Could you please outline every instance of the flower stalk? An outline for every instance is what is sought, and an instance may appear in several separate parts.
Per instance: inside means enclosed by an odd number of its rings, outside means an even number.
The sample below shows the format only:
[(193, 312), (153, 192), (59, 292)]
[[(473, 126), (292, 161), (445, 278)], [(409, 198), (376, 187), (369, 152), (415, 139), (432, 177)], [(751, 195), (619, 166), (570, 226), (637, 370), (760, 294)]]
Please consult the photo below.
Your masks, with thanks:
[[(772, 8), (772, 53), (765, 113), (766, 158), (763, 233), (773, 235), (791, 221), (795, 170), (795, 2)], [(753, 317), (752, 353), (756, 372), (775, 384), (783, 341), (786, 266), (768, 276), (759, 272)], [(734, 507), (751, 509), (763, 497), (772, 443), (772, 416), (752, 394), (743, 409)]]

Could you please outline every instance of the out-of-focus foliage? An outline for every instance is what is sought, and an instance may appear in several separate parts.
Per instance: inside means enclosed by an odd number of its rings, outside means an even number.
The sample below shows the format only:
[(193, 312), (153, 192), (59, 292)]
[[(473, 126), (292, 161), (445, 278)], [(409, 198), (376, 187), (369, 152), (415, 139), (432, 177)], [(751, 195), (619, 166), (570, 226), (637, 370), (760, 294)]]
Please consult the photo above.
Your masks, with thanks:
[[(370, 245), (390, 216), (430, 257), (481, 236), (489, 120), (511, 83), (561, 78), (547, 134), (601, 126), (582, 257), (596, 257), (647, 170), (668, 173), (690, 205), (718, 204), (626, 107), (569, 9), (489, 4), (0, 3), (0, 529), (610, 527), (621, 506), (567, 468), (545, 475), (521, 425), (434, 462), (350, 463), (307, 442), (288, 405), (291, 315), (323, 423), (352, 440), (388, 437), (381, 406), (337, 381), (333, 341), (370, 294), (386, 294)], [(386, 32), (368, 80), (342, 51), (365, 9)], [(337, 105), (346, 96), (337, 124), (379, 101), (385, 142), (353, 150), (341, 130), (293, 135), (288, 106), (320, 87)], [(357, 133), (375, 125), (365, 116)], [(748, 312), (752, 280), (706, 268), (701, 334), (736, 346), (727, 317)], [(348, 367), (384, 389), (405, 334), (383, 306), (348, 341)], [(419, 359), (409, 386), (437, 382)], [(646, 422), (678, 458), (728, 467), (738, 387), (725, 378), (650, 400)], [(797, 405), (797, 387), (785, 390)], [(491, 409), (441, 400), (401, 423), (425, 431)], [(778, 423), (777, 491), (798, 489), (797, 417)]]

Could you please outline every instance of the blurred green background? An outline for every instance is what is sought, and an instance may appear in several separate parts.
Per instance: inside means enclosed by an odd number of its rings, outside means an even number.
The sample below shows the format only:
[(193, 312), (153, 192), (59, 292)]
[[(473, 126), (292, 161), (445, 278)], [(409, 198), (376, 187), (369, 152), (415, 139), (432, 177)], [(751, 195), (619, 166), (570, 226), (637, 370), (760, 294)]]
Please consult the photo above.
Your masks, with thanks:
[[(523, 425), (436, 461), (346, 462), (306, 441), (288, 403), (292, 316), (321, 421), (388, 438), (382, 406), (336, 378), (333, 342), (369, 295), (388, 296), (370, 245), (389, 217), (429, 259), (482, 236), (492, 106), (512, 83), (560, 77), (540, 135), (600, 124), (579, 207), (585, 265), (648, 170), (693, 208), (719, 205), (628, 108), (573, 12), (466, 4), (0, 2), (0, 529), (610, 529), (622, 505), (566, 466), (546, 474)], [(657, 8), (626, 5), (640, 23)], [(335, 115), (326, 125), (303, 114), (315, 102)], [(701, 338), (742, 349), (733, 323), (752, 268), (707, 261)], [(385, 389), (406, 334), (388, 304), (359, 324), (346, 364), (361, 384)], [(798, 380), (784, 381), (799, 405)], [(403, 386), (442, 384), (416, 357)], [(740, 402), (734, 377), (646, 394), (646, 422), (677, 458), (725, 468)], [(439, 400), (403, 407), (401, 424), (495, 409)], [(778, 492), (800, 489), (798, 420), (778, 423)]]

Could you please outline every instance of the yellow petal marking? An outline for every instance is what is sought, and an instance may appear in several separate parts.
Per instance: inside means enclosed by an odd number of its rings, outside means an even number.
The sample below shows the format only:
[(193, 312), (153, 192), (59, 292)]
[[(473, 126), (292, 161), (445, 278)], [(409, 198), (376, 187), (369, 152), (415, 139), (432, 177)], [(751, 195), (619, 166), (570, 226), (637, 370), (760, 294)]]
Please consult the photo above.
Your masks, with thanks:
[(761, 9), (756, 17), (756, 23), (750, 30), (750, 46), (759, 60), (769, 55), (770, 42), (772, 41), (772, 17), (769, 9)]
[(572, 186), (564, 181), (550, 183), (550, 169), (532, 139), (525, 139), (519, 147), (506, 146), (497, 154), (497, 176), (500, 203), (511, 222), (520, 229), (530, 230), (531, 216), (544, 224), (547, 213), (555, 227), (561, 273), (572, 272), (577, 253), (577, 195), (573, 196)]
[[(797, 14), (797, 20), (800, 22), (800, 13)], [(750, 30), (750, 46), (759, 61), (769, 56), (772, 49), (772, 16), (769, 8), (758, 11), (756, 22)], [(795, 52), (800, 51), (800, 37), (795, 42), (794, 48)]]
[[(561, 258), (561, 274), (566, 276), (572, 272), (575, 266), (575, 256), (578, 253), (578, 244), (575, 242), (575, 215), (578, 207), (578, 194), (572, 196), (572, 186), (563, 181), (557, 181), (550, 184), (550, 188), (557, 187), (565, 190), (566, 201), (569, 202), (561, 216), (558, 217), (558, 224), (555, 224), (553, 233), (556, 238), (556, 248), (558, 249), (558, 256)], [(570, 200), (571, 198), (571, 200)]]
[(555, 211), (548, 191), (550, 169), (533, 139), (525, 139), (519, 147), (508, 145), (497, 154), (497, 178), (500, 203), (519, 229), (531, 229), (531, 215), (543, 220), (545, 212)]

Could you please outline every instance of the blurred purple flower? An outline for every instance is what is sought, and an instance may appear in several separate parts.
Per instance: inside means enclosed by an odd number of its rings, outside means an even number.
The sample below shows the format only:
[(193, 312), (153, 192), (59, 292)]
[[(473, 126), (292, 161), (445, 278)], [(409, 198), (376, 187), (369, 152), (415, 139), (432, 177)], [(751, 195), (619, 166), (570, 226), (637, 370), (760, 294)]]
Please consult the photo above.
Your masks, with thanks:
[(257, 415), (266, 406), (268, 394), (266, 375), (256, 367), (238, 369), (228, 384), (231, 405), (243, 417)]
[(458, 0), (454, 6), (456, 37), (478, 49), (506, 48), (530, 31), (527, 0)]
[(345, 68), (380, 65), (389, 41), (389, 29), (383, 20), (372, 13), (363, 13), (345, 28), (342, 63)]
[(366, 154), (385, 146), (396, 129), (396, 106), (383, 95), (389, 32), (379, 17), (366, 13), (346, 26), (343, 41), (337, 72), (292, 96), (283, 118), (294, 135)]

++++++++++++++++++++

Look through the data and show every line containing "outline".

Could you please outline every instance of the flower stalk? An outline for every instance is what is sought, and an instance may appear in several separate parts.
Could you please outline every instance of the out-of-focus foliage? An outline for every instance is what is sought, and an instance may appear in several separate parts.
Could you please outline every instance of the blurred green background? An outline for every instance is what is sought, and an instance may appear in several separate parts.
Could you please outline every instance of the yellow petal marking? An outline for every instance is what is sought, and an instance may appear in several separate parts.
Could you please outline every instance of the blurred purple flower? An outline for every instance is what is sought, and an instance may appear in several separate parts.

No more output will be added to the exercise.